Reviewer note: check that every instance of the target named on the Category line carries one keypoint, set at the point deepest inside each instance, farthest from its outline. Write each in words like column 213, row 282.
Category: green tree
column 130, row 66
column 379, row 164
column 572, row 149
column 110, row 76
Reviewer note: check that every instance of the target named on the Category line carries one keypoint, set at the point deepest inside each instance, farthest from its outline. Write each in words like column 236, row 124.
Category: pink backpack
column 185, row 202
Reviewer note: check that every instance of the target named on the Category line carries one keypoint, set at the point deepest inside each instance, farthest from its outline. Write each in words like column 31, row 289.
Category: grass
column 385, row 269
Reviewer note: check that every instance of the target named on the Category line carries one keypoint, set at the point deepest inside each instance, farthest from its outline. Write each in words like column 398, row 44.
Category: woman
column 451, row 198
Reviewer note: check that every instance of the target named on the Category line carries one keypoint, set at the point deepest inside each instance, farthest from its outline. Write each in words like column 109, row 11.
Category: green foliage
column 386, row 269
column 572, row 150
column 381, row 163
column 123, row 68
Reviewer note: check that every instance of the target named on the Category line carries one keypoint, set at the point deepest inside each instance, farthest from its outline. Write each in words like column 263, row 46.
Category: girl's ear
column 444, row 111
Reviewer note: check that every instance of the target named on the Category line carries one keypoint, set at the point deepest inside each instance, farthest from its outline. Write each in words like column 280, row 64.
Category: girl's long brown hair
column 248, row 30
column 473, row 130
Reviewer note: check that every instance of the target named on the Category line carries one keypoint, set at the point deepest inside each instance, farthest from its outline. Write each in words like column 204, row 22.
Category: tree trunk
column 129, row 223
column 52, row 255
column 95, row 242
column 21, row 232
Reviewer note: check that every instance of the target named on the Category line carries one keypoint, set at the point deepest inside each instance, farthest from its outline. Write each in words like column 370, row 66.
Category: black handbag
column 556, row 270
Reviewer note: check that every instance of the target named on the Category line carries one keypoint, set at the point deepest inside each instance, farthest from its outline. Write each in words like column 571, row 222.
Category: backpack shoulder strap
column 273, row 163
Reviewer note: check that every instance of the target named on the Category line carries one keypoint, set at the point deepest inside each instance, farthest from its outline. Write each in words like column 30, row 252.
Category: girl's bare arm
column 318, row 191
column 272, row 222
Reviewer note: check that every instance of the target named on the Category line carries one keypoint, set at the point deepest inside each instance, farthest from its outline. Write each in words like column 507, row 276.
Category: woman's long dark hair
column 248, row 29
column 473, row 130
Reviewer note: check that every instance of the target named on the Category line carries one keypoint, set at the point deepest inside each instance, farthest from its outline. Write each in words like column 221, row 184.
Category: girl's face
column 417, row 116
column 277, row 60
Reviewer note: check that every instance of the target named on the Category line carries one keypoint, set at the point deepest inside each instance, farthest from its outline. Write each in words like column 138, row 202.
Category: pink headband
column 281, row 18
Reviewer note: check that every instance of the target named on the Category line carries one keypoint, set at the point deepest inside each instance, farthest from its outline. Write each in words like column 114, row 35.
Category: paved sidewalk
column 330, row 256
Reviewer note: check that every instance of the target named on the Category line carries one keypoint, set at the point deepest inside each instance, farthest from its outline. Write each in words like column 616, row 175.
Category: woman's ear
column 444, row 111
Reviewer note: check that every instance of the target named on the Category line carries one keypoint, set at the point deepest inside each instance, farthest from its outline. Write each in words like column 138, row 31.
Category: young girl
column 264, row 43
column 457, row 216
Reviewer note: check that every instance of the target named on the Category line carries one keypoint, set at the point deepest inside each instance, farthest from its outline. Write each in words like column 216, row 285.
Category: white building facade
□ □ □ □ □
**TASK ITEM**
Reproduce the data exactly, altering nothing.

**RESULT FOR THIS TASK**
Reviewer note: check that every instance of the target named on the Category line carries one keypoint, set at the point deepest inside each instance, farthest from its outline. Write each in words like column 213, row 282.
Category: green tree
column 130, row 66
column 379, row 164
column 572, row 149
column 110, row 76
Reviewer note: check that every instance of the target named on the Category line carries one keypoint, set at the point deepest inside each instance, farthest from its outline. Write each in words like column 236, row 124.
Category: pink backpack
column 185, row 202
Reviewer note: check that every instance of the target named on the Category line carries one keypoint, set at the point deepest inside each instance, farthest from its outline. Write each in words like column 31, row 289.
Category: grass
column 385, row 269
Reviewer note: check that every instance of the target named on the Category line carries one keypoint, set at the point deepest inside each instance, farthest from its outline. Write each in words like column 398, row 44.
Category: woman
column 451, row 198
Reviewer note: check that every instance of the target named on the Category line carries one keypoint, set at the point deepest inside each instance, farthest from its outline. Write each in words like column 109, row 11.
Category: green foliage
column 386, row 269
column 572, row 150
column 381, row 163
column 123, row 68
Reviewer note: check that every instance of the target named on the Category line carries one keypoint, set at the point deepest inside each instance, farthest from its outline. Write each in words like column 263, row 46.
Category: girl's ear
column 444, row 111
Reviewer note: check that every instance of the target named on the Category line carries one keypoint, set at the point deepest inside each instance, farthest from its outline. Write each in words like column 280, row 64.
Category: girl's long brown hair
column 248, row 30
column 473, row 130
Reviewer note: check that every instance of the target named on the Category line carries one keypoint, set at the point deepest inside each instance, farthest from its outline. Write each in words like column 204, row 22.
Category: tree trunk
column 129, row 223
column 52, row 255
column 95, row 242
column 21, row 232
Reviewer note: check that every instance of the target named on the Category line carries one keypoint, set at the point deepest inside each instance, farthest from its outline. Write each in words like column 370, row 66.
Category: black handbag
column 556, row 270
Reviewer note: check that every instance of the target named on the Category line carries one keypoint, set at the point deepest inside each instance, farthest from its outline. Write each in words like column 571, row 222.
Category: backpack shoulder strap
column 273, row 163
Reviewer note: check that every instance of the target named on the Category line carries one keypoint, set at the point deepest inside each instance, farthest from its outline. Write each in words like column 30, row 252.
Category: girl's bare arm
column 318, row 191
column 272, row 222
Reviewer note: check that every instance of the target named on the Category line carries one keypoint, set at the point deepest inside each instance, farthest from its outline. Write each in words like column 507, row 276.
Category: woman's long dark hair
column 248, row 29
column 473, row 130
Reviewer note: check that every instance of the target named on the Category line carries one keypoint, set at the point deepest inside each instance, farthest from its outline. Write each in words like column 221, row 184.
Category: girl's face
column 417, row 116
column 277, row 60
Reviewer note: check that every instance of the target named on the Category line carries one keypoint, set at the point deepest inside each instance, farthest from its outline. Write each in words like column 138, row 202.
Category: pink headband
column 281, row 18
Reviewer note: check that every instance of the target named on the Category line carries one keypoint, set at the point deepest inside each instance, farthest from its outline. Write each in words like column 114, row 35.
Category: paved sidewalk
column 330, row 256
Reviewer note: check that every instance of the target named on the Category line carries one keypoint, set at the point deepest inside each instance, farthest from its outline. Write each in words like column 616, row 175.
Category: woman's ear
column 444, row 111
Reviewer note: check that every instance of the target named on the Category line carries one keypoint, set at the point deepest inside each instance, farthest from its outline. Write each in words like column 138, row 31.
Category: young girl
column 264, row 43
column 457, row 216
Reviewer note: check that every instance of the target named on the Category line carries one keypoint, set at the point deepest inside each instance, farthest from its outline. Write each in words like column 216, row 285.
Category: white building facade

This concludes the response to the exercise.